Task requirements ▸ Could you give the listing again exactly, without its pictures?

Data records ▸
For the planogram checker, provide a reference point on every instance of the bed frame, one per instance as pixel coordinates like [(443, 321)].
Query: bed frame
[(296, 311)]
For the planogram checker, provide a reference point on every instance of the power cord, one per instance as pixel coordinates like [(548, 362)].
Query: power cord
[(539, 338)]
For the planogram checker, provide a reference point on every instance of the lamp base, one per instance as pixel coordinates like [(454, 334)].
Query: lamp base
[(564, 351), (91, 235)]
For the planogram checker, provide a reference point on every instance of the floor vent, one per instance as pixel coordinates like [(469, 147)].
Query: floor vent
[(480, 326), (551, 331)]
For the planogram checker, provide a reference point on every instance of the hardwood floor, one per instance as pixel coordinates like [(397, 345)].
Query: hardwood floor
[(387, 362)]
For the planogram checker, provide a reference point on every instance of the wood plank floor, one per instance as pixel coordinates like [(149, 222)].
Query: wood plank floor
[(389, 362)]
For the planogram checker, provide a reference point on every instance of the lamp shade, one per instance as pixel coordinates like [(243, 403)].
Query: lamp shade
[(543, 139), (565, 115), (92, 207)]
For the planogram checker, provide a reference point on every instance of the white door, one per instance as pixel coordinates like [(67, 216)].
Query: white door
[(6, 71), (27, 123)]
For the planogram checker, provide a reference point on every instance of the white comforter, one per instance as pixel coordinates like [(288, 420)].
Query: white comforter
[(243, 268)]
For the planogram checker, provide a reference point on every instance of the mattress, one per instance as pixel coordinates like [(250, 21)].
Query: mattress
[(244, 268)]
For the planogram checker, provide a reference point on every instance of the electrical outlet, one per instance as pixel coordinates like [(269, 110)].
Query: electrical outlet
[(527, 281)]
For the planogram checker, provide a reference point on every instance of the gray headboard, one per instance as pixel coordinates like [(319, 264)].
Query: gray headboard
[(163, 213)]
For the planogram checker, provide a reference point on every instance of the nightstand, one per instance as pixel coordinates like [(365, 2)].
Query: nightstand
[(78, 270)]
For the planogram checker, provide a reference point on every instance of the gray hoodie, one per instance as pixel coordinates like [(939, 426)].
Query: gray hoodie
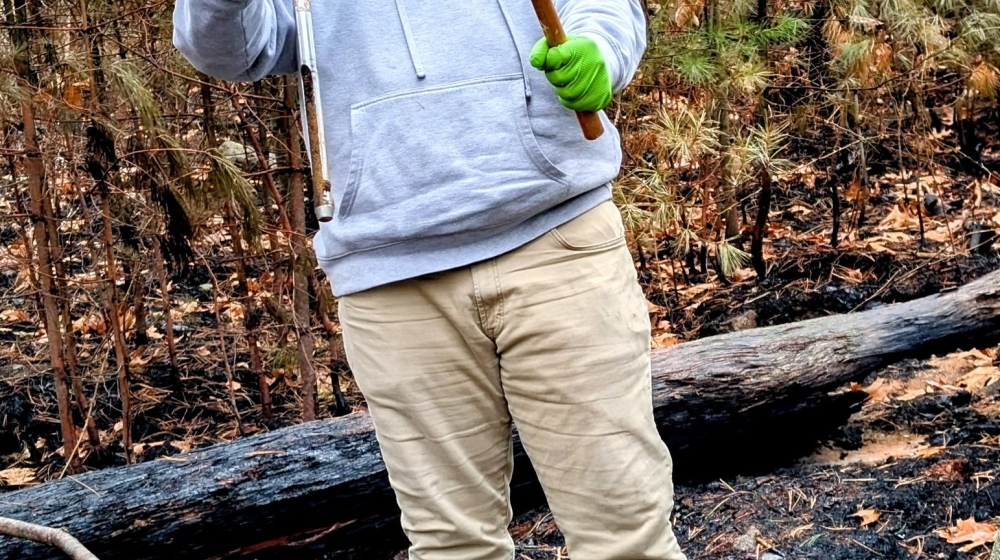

Output of the task ▸
For the planogram checker, provide a reference point on every instance of the bed frame, one per instance as pixel coordinates like [(443, 321)].
Query: bed frame
[(296, 311)]
For the planogram checker, provide a reference point on every instance of the power cord, one per instance as pixel coordinates like [(548, 362)].
Query: power cord
[(539, 338)]
For the planogram checker, provide a reference point on every instance of the lamp base, one per instance as pixel coordinates like [(454, 334)].
Query: lamp base
[(564, 351), (91, 235)]
For the planogram checker, provide a reference point on every instance of the floor vent, one per instance as pixel coordinates like [(469, 147)].
Query: floor vent
[(480, 326), (551, 331)]
For the planogram checker, provide a reference point on every instance of the hardwood floor, one per instance as pixel coordinates like [(397, 345)].
Query: hardwood floor
[(387, 362)]
For the planogram checker, provide a reference point on every instance of the wood plank floor, one per instance as pixel coordinates like [(149, 222)].
Query: wood plank floor
[(389, 362)]
For the planogram checker, provide a reference point on every instance of the lamp shade, one per instance as pixel coordinates like [(243, 403)].
Query: lamp shade
[(543, 139), (565, 115), (92, 207)]
For the planogram checker, provide a reference point on every instance of the white door, one per instance as pixel coordinates like [(67, 216)].
Query: white door
[(6, 71), (27, 123)]
For the planogram checker, provide a reference point on every instance of the white comforter, one per instance as pixel coordinates like [(288, 420)].
Query: white comforter
[(243, 268)]
For the planogram checker, provide a reference point on every instance of the mattress, one per instance as pixel coordinates like [(250, 21)].
Query: mattress
[(244, 268)]
For the planogram checker, provide a reference point on every instance of the electrical outlet, one per instance as pixel coordinates like [(269, 110)].
Query: electrical outlet
[(527, 281)]
For the planogram checker, provide a reference point on every instance of the gray headboard, one per instance as pixel coordinates like [(319, 264)].
Query: gray headboard
[(163, 213)]
For the planogram checker, provide a reference point on every instance of the nightstand, one per instance as pixel coordinates like [(365, 2)].
Query: nightstand
[(78, 270)]
For the planogram checker, provide a reference point on every instance of the gray hoodie, one per instance as pixel coordinates like [(939, 426)].
Query: gray hoodie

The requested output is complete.